#### Objective 1:
Please pull out every line of the records that contains the string "blonde", and treat uppercase and lowercase as different.
┄┄┄┄┄┄
Comment by Jeremy Randle on July 21, 2016 at 1:47am

My problem is with a Spektrum Receiver, not Futaba.

I have been using a genuine 3DR Pixhawk and a Spektrum AR7700 receiver with no problems in my existing aircraft. The receiver is connect to the Pixhawk via its SRXL output.

I have been using Plane V3.5.2 with no problems.

I am now trying to replicate this setup for a second aircraft. Under Install Firmware the latest version of Plane is 3.6.0 Tried to find 3.5.2 under the Previous Versions but it was not visible. Next most recent version was 3.5.0

I Installed 3.6.0 but the throttle channel and Flight Mode Channel (5) kept bouncing around in terms of the measured values. I recalibrated Radio twice but pointless when the values keep bouncing around. I plugged a servo in to the Gear Channel (5) and there were no jumps in the output. I don't think there is a problem with the receiver.

I then tried an identical new receiver and had exactly the same problem. The servo plugged in directly was also fine,.

I then installed Plane version 3.5.0 and it works perfectly, no jumping on Throttle or Flight Mode.

I can only conclude that something to do with reading the Spektrum receiver port changed in version 3.6.0 even though there is no mention of it in the the revision notes.

I hope somebody can help. My preferred solutions in order would be..

1) Can somebody please tell me how I can see version 3.5.2 to install it.
2) Can somebody tell me how to get version 3.5.2 off my existing Pixhawk and copy it to my new one
3) Can somebody please fix version the code and release a new version.



Comment by JB on July 25, 2016 at 9:22am

Hi Tridge/Tom

I've posted a safety issue for quadplane on the arduplane forum that I think needs attention:


Comment by Tom Pittenger on July 25, 2016 at 9:30am

Hi @JB,

Thanks for the post, I responded there.

Comment by Omri Ifrah on August 6, 2016 at 2:06am


as soon I did update to arduplane 3.6.0 I got "BAD_AHRS"...

why and how to fix it?

Comment by UAS_Pilot on August 16, 2016 at 11:25am


How does 3.6 handle Barometric pressure changes to prevent large altitude variations over long endurance (8hrs) flights. 



Comment by Tom Pittenger on August 16, 2016 at 11:29am

Great question. As far as auto landings go, there is a recent change that I think made it into v3.5, maybe it was 3.6. When using a rangefinder it will remove the big bump from the baro drift. Landings are much smoother and the baro drift is handled gracefully. This does not effect in-flight offset though.
┄┄┄┄┄┄
#### Objective 2:
Write the next part of the forum thread about ArduPlane 3.6.0, starting after its final comment.
┄┄┄┄┄┄
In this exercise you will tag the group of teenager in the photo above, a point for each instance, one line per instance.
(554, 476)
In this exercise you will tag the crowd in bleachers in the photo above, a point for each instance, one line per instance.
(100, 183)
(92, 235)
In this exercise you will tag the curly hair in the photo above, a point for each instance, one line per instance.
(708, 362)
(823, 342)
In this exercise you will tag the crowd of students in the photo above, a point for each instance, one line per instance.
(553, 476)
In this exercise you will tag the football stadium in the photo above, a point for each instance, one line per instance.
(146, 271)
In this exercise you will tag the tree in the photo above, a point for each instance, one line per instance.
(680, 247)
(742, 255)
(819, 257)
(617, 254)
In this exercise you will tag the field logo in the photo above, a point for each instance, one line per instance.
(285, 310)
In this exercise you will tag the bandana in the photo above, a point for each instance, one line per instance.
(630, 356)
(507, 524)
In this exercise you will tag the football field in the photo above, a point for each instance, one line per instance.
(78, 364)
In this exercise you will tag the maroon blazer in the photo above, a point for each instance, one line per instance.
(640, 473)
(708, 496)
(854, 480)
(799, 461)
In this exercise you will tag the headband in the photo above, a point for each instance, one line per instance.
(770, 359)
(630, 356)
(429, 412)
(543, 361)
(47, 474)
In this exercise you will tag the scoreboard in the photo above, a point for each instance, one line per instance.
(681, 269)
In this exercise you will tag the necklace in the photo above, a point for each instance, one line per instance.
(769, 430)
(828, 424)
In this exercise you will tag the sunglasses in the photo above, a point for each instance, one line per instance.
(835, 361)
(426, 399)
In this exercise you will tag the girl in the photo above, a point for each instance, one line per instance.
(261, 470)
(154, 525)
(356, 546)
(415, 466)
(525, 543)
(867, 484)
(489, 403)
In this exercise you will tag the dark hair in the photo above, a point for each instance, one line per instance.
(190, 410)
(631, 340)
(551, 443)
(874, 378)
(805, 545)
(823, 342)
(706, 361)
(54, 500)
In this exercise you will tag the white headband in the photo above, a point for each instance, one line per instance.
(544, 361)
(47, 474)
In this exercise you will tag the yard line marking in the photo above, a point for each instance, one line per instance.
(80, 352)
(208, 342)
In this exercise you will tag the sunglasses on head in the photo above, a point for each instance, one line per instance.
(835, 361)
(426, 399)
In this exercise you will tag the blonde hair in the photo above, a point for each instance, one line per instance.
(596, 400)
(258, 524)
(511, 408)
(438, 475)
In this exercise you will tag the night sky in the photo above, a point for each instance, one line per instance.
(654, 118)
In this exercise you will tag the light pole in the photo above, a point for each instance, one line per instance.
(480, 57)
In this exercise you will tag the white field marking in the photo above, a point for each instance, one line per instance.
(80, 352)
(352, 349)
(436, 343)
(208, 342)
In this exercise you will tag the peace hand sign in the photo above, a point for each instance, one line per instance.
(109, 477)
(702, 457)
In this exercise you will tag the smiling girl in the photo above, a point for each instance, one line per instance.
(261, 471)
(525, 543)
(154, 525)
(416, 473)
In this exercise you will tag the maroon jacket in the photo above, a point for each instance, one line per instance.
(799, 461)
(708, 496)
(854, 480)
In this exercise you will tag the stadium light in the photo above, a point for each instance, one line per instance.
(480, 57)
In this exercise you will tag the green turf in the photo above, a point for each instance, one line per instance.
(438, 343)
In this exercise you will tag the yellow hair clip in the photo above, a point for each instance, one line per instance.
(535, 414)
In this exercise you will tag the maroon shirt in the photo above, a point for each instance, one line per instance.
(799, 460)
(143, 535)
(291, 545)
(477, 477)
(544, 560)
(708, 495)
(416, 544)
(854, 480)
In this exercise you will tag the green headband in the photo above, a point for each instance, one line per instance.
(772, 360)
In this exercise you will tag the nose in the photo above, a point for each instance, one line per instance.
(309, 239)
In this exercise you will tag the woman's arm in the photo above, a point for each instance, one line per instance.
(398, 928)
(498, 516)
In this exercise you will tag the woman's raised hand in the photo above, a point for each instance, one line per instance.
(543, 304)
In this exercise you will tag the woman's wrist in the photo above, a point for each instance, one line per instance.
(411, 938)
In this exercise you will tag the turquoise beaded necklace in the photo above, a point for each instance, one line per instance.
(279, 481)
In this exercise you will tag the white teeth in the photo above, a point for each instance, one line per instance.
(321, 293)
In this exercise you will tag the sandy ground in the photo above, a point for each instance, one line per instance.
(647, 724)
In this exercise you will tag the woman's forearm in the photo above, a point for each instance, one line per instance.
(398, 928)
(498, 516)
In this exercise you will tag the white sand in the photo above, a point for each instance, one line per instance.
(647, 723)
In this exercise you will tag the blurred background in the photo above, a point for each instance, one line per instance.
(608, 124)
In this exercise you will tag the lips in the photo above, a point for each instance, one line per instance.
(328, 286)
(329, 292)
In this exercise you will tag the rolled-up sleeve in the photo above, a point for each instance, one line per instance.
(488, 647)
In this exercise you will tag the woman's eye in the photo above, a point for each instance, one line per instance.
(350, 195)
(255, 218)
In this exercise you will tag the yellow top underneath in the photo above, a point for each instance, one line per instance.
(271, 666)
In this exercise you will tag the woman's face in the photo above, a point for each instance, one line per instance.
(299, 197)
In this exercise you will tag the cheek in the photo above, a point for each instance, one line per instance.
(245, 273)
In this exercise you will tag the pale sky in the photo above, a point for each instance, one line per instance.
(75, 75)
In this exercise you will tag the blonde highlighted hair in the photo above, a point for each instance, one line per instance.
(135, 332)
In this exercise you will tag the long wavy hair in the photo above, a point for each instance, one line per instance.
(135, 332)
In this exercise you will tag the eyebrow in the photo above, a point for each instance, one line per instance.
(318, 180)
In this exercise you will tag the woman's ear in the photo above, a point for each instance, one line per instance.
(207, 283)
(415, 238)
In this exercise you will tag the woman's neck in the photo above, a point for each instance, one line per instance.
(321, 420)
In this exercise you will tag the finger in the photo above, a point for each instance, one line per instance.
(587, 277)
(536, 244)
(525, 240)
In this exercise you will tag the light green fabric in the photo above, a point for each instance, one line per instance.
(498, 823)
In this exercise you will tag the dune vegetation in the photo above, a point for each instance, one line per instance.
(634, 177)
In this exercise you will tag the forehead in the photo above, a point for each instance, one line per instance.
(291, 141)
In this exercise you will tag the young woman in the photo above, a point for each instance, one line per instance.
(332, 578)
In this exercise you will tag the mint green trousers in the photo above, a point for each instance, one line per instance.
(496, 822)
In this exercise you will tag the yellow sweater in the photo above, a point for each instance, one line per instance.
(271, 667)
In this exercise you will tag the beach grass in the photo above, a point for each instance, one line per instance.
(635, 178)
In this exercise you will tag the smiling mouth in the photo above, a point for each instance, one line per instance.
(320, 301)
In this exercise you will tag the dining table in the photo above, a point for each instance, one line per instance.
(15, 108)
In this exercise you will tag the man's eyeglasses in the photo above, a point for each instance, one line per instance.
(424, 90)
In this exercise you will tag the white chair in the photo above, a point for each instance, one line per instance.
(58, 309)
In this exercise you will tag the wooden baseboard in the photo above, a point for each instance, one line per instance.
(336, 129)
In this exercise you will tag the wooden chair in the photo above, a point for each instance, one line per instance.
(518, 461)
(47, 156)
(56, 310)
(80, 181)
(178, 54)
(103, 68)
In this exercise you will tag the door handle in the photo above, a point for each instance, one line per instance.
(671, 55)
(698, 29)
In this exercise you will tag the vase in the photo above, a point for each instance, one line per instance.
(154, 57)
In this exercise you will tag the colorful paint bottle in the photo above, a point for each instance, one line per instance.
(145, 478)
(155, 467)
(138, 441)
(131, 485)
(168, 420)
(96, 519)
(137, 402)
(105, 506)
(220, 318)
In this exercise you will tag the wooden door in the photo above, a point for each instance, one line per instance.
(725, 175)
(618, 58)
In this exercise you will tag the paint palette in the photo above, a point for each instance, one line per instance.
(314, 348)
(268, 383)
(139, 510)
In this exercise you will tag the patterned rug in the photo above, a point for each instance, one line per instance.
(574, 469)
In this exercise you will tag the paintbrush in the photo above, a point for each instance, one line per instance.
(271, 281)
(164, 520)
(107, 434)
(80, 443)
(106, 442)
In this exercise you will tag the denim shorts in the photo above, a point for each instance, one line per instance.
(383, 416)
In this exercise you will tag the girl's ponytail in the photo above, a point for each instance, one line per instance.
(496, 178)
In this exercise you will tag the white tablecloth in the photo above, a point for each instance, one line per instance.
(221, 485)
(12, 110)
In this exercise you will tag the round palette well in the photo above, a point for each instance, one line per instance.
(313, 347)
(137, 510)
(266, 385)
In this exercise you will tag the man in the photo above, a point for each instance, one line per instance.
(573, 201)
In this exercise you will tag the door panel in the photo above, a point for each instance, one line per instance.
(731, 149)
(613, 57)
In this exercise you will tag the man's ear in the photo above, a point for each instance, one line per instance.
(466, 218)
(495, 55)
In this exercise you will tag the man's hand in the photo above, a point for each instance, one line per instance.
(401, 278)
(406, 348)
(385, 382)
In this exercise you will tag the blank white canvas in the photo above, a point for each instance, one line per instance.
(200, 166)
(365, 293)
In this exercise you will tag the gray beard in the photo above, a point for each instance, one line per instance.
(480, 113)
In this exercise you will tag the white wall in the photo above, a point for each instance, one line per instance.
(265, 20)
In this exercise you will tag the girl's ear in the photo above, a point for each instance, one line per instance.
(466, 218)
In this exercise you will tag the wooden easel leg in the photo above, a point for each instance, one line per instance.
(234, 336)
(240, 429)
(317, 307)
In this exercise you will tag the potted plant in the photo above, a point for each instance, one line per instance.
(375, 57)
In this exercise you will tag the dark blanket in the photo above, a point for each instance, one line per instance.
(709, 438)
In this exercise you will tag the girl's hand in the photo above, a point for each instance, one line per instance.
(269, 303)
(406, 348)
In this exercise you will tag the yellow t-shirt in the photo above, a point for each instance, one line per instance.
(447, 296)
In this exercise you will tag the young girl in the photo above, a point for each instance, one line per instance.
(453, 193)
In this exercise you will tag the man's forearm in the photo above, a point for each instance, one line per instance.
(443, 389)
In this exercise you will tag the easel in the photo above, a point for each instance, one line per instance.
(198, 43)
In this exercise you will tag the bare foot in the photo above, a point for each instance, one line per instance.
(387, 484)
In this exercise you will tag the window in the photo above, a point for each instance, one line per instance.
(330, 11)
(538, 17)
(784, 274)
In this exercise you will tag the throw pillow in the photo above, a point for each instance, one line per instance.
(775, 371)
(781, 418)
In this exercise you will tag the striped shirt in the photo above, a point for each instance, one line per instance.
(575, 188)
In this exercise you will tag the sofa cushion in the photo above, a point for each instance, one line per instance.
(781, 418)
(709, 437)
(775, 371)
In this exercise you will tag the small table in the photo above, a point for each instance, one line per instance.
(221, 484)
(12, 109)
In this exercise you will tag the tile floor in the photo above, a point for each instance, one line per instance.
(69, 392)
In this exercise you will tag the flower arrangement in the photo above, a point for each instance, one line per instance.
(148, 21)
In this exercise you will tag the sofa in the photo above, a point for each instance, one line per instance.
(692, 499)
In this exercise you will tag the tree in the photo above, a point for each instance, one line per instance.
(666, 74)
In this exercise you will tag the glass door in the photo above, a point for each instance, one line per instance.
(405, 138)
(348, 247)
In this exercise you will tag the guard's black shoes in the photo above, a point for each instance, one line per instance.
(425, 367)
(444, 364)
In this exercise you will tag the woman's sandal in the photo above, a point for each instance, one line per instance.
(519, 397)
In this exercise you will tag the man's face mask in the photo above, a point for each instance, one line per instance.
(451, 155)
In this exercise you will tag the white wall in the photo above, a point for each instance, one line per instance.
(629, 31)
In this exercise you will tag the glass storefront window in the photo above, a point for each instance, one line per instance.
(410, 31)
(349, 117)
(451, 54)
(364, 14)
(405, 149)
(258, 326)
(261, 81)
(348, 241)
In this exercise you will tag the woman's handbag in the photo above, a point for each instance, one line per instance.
┄┄┄┄┄┄
#### Exercise response 1:
In this exercise you will tag the blonde hair in the photo above, a point for each instance, one line per instance.
In this exercise you will tag the blonde highlighted hair in the photo above, a point for each instance, one line per instance.

#### Exercise response 2:
Comment by UAS_Pilot on August 17, 2016 at 6:27am

Thanks for the response, But I am not looking at just landings. If you are flying at 3000' and a maned airplane is flying at 3500' indicated and the Barometric pressure changes and the manned airplane adjusts his Alt. setting. He is now too high and will be lowering alt to meet up with the desired alt of 3500' The UAS does not make this adjustment and is still at the 3000 but actually it is at 3500.. See where i am going with this..... They are reporting different alt. but at the same alt. This is going to be an issue for long endurance flights. We need an easy way to enter new altimeter settings like manned aircraft so that we are also adjusting for barometric changes.


Comment by Nick Sargeant on August 17, 2016 at 7:11am

Joe, a valid concern! Out of interest, what platform do you have that can fly for 8hrs (and where do i buy one :P )?

Comment by Pascal P. on August 17, 2016 at 7:58am

Joe, during flight and out of barometer, only source of altitude will be long range laser and GPS. Accurate altitude would need differential GPS. But if +/- 10m is enough in Z, raw GPS + EKF should be enough.

Comment by Tom Pittenger on August 17, 2016 at 10:00am

Any feature requests (and bugs) listed here will be forgotten because it's not searchable. Please post an "issue" here: so developers can be aware.

As far as baro drift management, there's GND_ALT_OFFSET which allows you to manually enter a baro drift value, if known:

You can fly with EK2_ALT_SOURCE=3 for GPS only: and there's talk of adding ability to merge baro+GPS together too.

Baro drift in drones is not nearly as bad as full scale aircraft. They auto calibrate/zero on every takeoff and the technology used in full-scale aircraft vs drones is a huge difference. The sensors in drones these days are new-age technology which are temp compensated where the ones in the aircraft are quite old. Also, they calibrate what your AGL is compared to the ocean then an offset is given for the nearest airport. That gives a lot of room for error. Drones give you AGL and GPS alt of your exact location at takeoff. It's just totally different method. You'll never see anything near 500 foot error in your baro.